-- Exercise details --
Reproduce the following entries verbatim, each one complete.

......

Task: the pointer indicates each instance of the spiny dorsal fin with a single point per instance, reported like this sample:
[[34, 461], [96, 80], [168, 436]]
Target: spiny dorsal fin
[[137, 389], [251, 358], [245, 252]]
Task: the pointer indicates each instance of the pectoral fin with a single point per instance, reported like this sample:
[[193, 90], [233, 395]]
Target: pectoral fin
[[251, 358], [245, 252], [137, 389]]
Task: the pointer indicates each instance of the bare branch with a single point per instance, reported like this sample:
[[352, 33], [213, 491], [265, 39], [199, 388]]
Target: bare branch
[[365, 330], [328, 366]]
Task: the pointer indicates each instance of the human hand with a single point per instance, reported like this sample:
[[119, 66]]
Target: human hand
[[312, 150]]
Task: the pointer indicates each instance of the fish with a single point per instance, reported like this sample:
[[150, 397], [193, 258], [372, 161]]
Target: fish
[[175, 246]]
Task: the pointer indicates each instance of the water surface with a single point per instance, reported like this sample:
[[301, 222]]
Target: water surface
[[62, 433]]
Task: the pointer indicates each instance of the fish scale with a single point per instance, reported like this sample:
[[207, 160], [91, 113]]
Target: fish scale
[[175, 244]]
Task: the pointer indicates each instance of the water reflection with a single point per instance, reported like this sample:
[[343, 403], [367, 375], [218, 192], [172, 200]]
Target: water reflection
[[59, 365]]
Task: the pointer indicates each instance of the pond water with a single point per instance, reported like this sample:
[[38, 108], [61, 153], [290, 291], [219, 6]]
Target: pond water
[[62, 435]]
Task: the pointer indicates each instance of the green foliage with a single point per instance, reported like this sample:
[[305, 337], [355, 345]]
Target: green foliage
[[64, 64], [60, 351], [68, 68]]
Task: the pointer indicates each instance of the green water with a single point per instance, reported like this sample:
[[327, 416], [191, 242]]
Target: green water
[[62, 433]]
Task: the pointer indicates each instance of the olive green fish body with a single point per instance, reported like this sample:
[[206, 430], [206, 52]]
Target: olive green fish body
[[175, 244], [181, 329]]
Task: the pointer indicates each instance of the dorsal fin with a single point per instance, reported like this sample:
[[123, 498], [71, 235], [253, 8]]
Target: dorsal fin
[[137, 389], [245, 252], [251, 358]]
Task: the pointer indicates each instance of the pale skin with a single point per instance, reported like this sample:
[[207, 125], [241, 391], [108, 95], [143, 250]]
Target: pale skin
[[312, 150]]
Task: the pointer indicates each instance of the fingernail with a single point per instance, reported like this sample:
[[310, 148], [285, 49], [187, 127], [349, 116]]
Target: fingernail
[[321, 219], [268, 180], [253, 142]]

......

-- Response --
Task: the pointer indicates each instance of the spiny dorsal fin with a single point per instance, reported like this sample:
[[34, 461], [96, 80], [168, 436]]
Target: spiny dorsal fin
[[137, 389], [251, 358], [245, 252]]
Task: the pointer indicates each instance of the pectoral fin with a single point per instance, reported like this sample:
[[193, 90], [233, 395]]
Target: pectoral fin
[[251, 358], [245, 252], [137, 389]]
Task: the pointer indicates each instance of the bare branch with a single point per instance, reported like this sample:
[[352, 33], [213, 491], [265, 39], [199, 388]]
Target: bare branch
[[365, 330], [328, 366]]
Task: the pointer indicates each instance of the human hand with a single point per instance, reported like this sample:
[[119, 66]]
Target: human hand
[[312, 150]]
Task: the pointer indicates each instance of the fish with a single point per instance, reported like this sample:
[[150, 397], [193, 258], [372, 161]]
Target: fish
[[175, 246]]
Task: the pointer indicates each instance of the water surface with a single point per instance, reported like this sample:
[[301, 222]]
Target: water surface
[[62, 433]]
Task: the pointer indicates each instance of the fish scale with a single point per instance, reported like this sample:
[[207, 160], [91, 113]]
Target: fish scale
[[175, 244]]
Task: the pointer indicates each instance of the water reflection with a single point per instance, reported like this sample:
[[343, 403], [367, 375], [218, 192], [172, 200]]
Target: water reflection
[[59, 365]]
Task: the pointer indicates each instance of the pond water with a single point per instance, reported like this sample:
[[38, 108], [61, 153], [290, 291], [219, 6]]
Target: pond water
[[62, 435]]
Task: the pointer indicates each instance of the green foliage with a single point per instance, reported like this sample:
[[305, 337], [355, 345]]
Target: green foliage
[[64, 64], [60, 351], [68, 68]]
Task: the pointer indicates each instance of the green water with a single point per instance, reported like this sample:
[[327, 416], [191, 242]]
Target: green water
[[62, 433]]
Task: the pointer indicates each instance of the olive green fish body with a single point per instance, reported like this sample:
[[206, 430], [206, 52]]
Target: olive green fish body
[[175, 244], [181, 329]]
Task: the pointer indicates each instance of the dorsal fin with a single point per instance, reported like this sample:
[[123, 498], [71, 235], [253, 8]]
Target: dorsal fin
[[137, 389], [245, 252], [251, 358]]
Task: the pointer indicates each instance of the pale skin with a single point per instance, reported like this sample:
[[207, 125], [241, 391], [108, 95], [143, 250]]
Target: pale skin
[[312, 150]]
Task: the pointer indicates each instance of the fingernail with a single point per instance, reported like this sample:
[[310, 148], [285, 49], [187, 127], [349, 116]]
Target: fingernail
[[321, 219], [268, 180], [253, 142]]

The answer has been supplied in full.